▶ WRITTEN EXERCISE
Retype all of the data exactly as given.

[Location labeling records]
⟨

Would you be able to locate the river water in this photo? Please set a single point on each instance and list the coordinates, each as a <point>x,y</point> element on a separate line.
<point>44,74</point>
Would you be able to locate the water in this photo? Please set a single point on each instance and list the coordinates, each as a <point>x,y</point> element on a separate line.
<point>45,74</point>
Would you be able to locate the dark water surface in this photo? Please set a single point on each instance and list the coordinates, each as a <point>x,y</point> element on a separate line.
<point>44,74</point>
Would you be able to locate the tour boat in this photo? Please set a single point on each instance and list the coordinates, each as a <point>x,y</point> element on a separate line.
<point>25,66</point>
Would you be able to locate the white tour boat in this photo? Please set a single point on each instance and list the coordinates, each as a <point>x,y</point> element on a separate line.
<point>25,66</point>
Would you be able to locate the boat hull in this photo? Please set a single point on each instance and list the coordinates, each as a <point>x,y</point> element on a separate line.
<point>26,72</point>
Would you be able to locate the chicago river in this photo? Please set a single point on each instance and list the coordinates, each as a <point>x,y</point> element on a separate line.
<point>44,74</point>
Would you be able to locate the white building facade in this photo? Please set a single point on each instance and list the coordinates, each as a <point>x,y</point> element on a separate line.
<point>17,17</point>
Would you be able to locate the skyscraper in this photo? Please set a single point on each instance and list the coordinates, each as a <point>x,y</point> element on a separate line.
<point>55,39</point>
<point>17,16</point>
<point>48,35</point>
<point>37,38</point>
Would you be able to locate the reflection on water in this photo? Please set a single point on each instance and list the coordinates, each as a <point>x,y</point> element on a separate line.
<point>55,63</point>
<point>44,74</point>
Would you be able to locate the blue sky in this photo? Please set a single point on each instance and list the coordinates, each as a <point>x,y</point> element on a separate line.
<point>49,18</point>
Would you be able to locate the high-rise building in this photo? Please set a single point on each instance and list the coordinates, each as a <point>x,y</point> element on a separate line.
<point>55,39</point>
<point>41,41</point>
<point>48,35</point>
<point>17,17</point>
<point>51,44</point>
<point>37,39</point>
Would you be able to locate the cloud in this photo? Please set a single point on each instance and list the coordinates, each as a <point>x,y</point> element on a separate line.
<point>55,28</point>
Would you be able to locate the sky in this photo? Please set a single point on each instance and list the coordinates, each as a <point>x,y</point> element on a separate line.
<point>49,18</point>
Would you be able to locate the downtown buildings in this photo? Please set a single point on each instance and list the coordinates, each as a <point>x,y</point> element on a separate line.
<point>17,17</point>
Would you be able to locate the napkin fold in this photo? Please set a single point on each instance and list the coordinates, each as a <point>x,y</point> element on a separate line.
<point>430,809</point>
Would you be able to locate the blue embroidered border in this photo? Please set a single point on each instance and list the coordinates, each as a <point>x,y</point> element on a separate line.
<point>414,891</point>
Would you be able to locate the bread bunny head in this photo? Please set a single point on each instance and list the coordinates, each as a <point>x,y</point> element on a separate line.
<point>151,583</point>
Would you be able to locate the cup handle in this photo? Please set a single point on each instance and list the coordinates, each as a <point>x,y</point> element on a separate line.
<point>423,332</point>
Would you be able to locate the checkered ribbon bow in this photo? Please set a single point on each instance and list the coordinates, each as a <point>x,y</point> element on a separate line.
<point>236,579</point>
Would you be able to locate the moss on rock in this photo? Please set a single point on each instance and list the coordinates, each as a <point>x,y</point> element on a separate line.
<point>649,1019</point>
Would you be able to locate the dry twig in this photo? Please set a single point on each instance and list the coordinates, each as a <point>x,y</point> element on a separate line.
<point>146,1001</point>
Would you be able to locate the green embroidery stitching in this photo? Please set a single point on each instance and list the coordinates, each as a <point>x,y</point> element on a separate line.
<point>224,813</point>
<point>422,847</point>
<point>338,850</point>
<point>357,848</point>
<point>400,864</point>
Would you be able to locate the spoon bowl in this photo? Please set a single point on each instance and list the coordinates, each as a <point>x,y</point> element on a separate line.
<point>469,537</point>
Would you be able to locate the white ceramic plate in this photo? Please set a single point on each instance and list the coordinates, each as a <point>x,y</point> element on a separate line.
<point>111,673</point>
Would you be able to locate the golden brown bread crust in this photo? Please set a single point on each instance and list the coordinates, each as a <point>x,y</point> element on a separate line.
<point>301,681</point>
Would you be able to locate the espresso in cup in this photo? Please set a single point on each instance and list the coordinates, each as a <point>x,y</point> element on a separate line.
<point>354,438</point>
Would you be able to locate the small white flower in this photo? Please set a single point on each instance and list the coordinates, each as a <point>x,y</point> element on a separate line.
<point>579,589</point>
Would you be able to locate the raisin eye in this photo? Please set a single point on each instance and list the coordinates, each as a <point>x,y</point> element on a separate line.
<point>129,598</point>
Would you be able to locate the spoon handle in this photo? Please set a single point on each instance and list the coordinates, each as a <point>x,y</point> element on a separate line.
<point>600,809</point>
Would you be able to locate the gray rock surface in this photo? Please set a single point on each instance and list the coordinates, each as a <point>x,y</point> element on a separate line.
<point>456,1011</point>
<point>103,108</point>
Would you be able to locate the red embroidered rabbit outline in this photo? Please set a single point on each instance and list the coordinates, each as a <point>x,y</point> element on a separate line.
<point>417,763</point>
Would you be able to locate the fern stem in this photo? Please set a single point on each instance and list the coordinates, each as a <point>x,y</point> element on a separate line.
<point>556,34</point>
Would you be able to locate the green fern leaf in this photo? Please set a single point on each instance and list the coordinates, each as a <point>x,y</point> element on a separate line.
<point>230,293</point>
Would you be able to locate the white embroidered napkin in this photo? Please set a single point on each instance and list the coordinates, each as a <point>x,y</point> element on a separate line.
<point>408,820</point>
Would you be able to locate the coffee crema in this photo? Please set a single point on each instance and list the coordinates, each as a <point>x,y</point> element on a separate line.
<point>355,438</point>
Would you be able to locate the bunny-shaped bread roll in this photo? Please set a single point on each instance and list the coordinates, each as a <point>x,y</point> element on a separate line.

⟩

▶ OUTPUT FOR THIS TASK
Would you be able to locate the river water in this photo? Please set a single point on each instance and list the coordinates, each as a <point>x,y</point> element on a separate line.
<point>44,74</point>
Would you be able to locate the water in this photo? Please set a single point on each instance and list the coordinates, each as a <point>x,y</point> element on a separate line.
<point>45,74</point>
Would you be able to locate the dark water surface in this photo? Please set a single point on each instance and list the coordinates, each as a <point>x,y</point> element on a separate line.
<point>44,74</point>
Would you be able to locate the tour boat in this photo? Please set a single point on each instance and list the coordinates, each as a <point>x,y</point> element on a separate line.
<point>25,66</point>
Would you be able to locate the white tour boat in this photo? Please set a single point on each instance and list the coordinates, each as a <point>x,y</point> element on a separate line.
<point>25,66</point>
Would you be able to locate the boat hull in this photo? Please set a single point on each instance and list the coordinates, each as a <point>x,y</point> element on a separate line.
<point>26,72</point>
Would you be able to locate the chicago river in this photo? Please set a single point on each instance and list the coordinates, each as a <point>x,y</point> element on a separate line.
<point>44,74</point>
Would you be able to locate the white building facade in this photo? Please set a single point on each instance and list the coordinates, each as a <point>x,y</point> element on a separate line.
<point>17,17</point>
Would you be able to locate the skyscraper in this photo? Please set a single point on each instance and list the coordinates, each as a <point>x,y</point> element on a separate line.
<point>55,39</point>
<point>17,16</point>
<point>48,35</point>
<point>37,38</point>
Would you be able to locate the reflection on water in this photo? Please set a single point on each instance and list the coordinates, each as a <point>x,y</point> element on a separate line.
<point>55,63</point>
<point>44,74</point>
Would you be able to locate the blue sky in this photo? Please set a single point on each instance and list the coordinates, each as a <point>x,y</point> element on a separate line.
<point>49,18</point>
Would you be able to locate the high-rise building in this photo? Please set a single point on each instance and list the coordinates, each as a <point>x,y</point> element on a separate line.
<point>55,39</point>
<point>41,41</point>
<point>48,35</point>
<point>17,17</point>
<point>51,44</point>
<point>37,39</point>
Would you be able to locate the cloud in this photo? Please set a single point on each instance and list the coordinates, each as a <point>x,y</point> element on a separate line.
<point>55,28</point>
Would you be able to locate the sky in this photo? Please set a single point on each instance and list the coordinates, each as a <point>x,y</point> element on a separate line.
<point>49,18</point>
Would you be able to locate the downtown buildings in this photo? Please set a single point on each instance and list the coordinates, each as a <point>x,y</point> element on a separate line.
<point>17,17</point>
Would you be able to locate the napkin fold in this photo? Please set a single point on each instance and list the coordinates, each as a <point>x,y</point> element on a separate line.
<point>430,809</point>
Would you be able to locate the blue embroidered border in this photo? Please set a single point on each instance and list the coordinates, each as a <point>x,y</point> element on a separate line.
<point>414,891</point>
Would you be able to locate the bread bunny head in this photo? Please set a single point on each instance and list the coordinates, each as a <point>x,y</point> element on a separate line.
<point>151,583</point>
Would you be able to locate the cup handle in this photo? Please set a single point on each instance and list the coordinates, each as a <point>x,y</point> element on a separate line.
<point>423,332</point>
Would you be able to locate the checkered ribbon bow in this photo? Please set a single point on each instance and list the coordinates, each as a <point>x,y</point> element on a separate line.
<point>236,579</point>
Would you be able to locate the moss on rock in this photo? Please set a single point on each instance and list the coordinates, each as a <point>x,y</point> element on a separate line.
<point>649,1019</point>
Would you be able to locate the dry twig in this photo? Please set a single point on each instance and list the coordinates, each as a <point>x,y</point> element on a separate line.
<point>146,1001</point>
Would you be able to locate the green embroidery stitching in this photo? Please set a single point on each instance and list the coordinates, each as a <point>x,y</point> element on a separate line.
<point>224,813</point>
<point>422,847</point>
<point>338,850</point>
<point>357,848</point>
<point>400,864</point>
Would you be able to locate the spoon bowl in this photo? Please set a single point on each instance and list the coordinates, each as a <point>x,y</point> element on a separate line.
<point>469,537</point>
Would you be able to locate the white ceramic plate in this photo? Please set a single point on each instance and list the coordinates, each as a <point>x,y</point> element on a separate line.
<point>111,673</point>
Would you be able to locate the golden brown bread crust in this photo? Please set a single point on each instance and list the coordinates, each as a <point>x,y</point> element on a separate line.
<point>301,681</point>
Would you be able to locate the espresso in cup in this photo? Please set a single point on each instance and list the coordinates, each as a <point>x,y</point> element on a separate line.
<point>354,438</point>
Would you be able to locate the small white flower in this photo? Please set a single point on each instance and list the coordinates, each as a <point>x,y</point> element on a separate line.
<point>579,589</point>
Would you be able to locate the raisin eye in this photo? Please set a single point on each instance and list the coordinates, each as a <point>x,y</point> element on a separate line.
<point>129,598</point>
Would you be able to locate the spoon handle in this photo? Please set a single point on each instance and list the coordinates, each as a <point>x,y</point> element on a separate line.
<point>600,809</point>
Would you be able to locate the gray rock surface in this photo? Please set a single point on each instance and list the coordinates, each as a <point>x,y</point> element on a separate line.
<point>456,1011</point>
<point>103,108</point>
Would you be able to locate the red embroidered rabbit outline in this photo? Please set a single point on each instance and list the coordinates, each as a <point>x,y</point> element on a separate line.
<point>417,763</point>
Would you be able to locate the fern stem in this photo? Please set a single point on each instance and list the coordinates, each as a <point>x,y</point> element on a separate line.
<point>556,34</point>
Would you be able to locate the green fern leaf in this photo? Please set a single point on each instance and list the coordinates, each as a <point>x,y</point> element on a separate line.
<point>230,293</point>
Would you be able to locate the white embroidered napkin in this photo? Please set a single point on each instance and list the coordinates, each as a <point>x,y</point> element on a separate line.
<point>408,820</point>
Would you be able to locate the coffee crema in this photo? Please set a single point on each instance and list the coordinates, each as a <point>x,y</point> element on a separate line.
<point>355,438</point>
Would you be able to locate the bunny-shaped bread roll in this photo? Please set a single point on each instance and list the coordinates, each as a <point>x,y</point> element on a separate line.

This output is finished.